● **Material for this task**

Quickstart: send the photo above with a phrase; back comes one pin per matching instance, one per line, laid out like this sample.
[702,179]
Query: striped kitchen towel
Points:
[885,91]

● **Action item**
In full and word for word, output the entries.

● **Problem solution**
Quickstart: send the photo above with a phrase; back comes one pin per matching instance, one per line, laid out like this sample.
[702,179]
Query: striped kitchen towel
Points:
[885,91]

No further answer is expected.